▸ **Text extract**
☆ ☆ ☆
Petrified by the fact that I might be a hippy
MJT

Note: Special thanks to earlier feature The Lovekevins for linking The Tales of Jenny from their website, subsequently leading me to this wonderful music.

Tuesday, June 21, 2005

A technological flit

Unfortunate news hit me yesterday by way of Boing Boing. It appears as if Hollywood has managed to get the Broadcast Flag into Congress via an amendment to the monolithic Senate Appropriations Bill at the last second, thereby skirting a properly mounted opposition campaign. The amendment gets reviewed in subcommittee this afternoon, therefore, avoiding floor discussion or even a more robust debate in a full committee. A quick grassroots campaign has been launched and hopefully the amendment gets shut down. Why exactly is the Broadcast Flag so important and why does it warrant being addressed in a blog concerned primarily with music? I will tell you.

Like Apple Computers' DRM (digital rights management) for music files or Macrovision for video, the Broadcast Flag seeks to remove a great deal of the electronic, social elements present in today's television media, subsequently delineating the flexibility and freedom of said content in the most restrictive of terms. Now (trying my best to not sound like a crackpot) I have to wonder whether or not this attempted broadening of corporate control of a highly social environment (e.g. prosecuting 14 year old girls for file sharing over the internet) is closer associated to McCarthyism rather than a true fight over intellectual properties. From my perspective, I see what was once a near omnipotent system of enterprisers losing footing concerning how information can be communicated, received, composed, shared, presented, and manipulated. This instability has caused the corporate interest to co-conspire with the only tangible form of bureaucracy in an attempt to reign in a loosely governed, socially flourishing aggregate (i.e. the internet). Such restrictions on or even attempts at restraining this dynamic social structure manages to influence and mold this hierarchy in unpredictable ways. Any system that focuses on individual interpretation and assembles a forum conducive to user specific interaction will always be bound and determined to morph communally.
☆ ☆ ☆
▸ **Problem details**
Pick up the blog post on the Broadcast Flag right after its final sentence and keep writing.

▸ **Information supplied**
☆ ☆ ☆
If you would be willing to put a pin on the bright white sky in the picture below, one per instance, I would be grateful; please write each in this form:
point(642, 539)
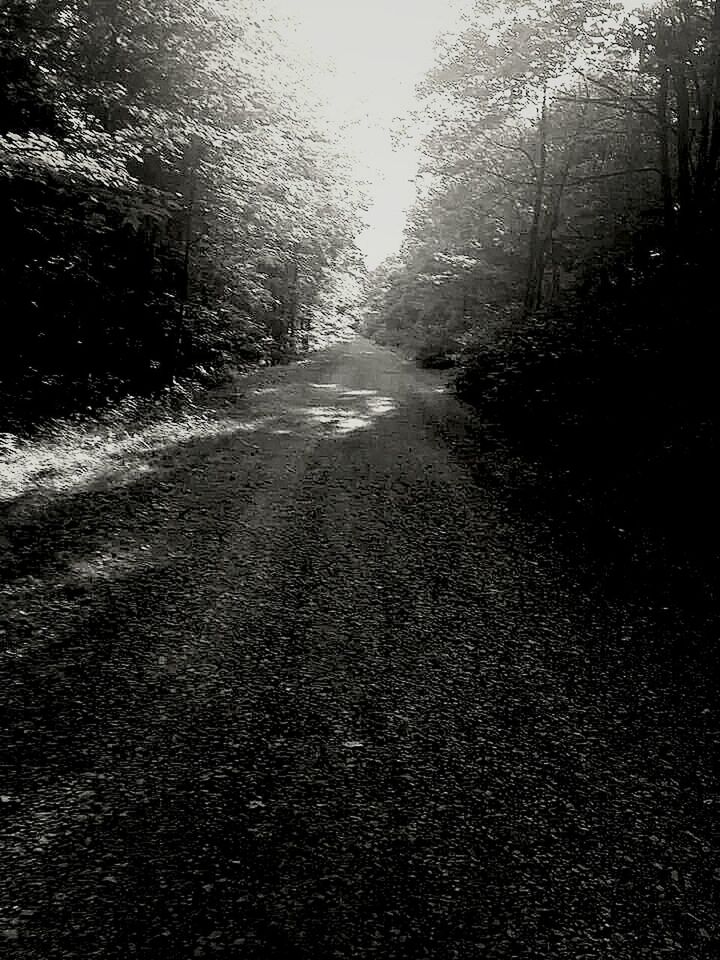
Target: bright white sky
☆ ☆ ☆
▸ **Answer to the exercise**
A great and extensively archived example of technological, ad hoc expression, at least in music, is hip hop. One of the purest forms of this approach that I ever heard was put forth by the New York duo, Siah and Yeshua DapoED. The Visualz EP, in its broadest interpretation, is nothing more than verbose braggadocio over CTI jazz-inspired beats. Closer inspection, however, reveals a discordant document which addresses the intellectual property cops with vitriol. Uncleared samples, lo-fidelity recording, esoteric lyrics, and a grandiose sense of adventure give the EP a cloistered, subterranean aura. This sense of rebellion feeds either into or off the burgeoning nonconformist internet community stabilizing a great deal of its footing in the mid-90s. I believe anything this cavalier definitely has a place within the modern-day, dissentive cyberspace and is certainly as inauthoritative. By combining these admirable traits with the fact that the EP was a limited-run, vinyl-only release, the artists insured themselves a relatively obscure existence. All that plus the epic last song, "A Day Like Any Other", is likely to put a smile on any RPG fans face.

Siah and Yeshua dapoED @ Fondle Em Records



Siah and Yeshua dapoED - The Visualz EP
01 The Visualz
02 Gravity
03 Glass Boat Bottom
04 No Soles' Dopest Opus
05 The Mystery
06 A Day Like Any Other

File Format: .zip (Download Winzip to unpack.)

The group, Text Adventure, present a more recent view on the polychromatic world which is more engaged with technology than the message ingrained within. When first experiencing Text Adventure's Fantastic Disaster EP, the listener may write it off as nothing more than another in a long line of electro-emo-pop releases following the mass exposure of The Postal Service. The electronic flourishes of Text Adventure come off more processed and less maudlin by presenting a dissonant world of blips and beeps. Their music immerses a personal voice (sentimental as it may be) into a menagerie of expansive technology, represented by unfamiliar yet simultaneously comforting patterns of sounds. By doing such, the group constructs an intriguing point of view concerning the intimidating, daunting technosphere increasingly becoming prominent in our everyday lives. By consuming Fantastic Disaster one is essentially attempting to find the beauty in the maelstrom, to decipher meaning in a world overwrought with information.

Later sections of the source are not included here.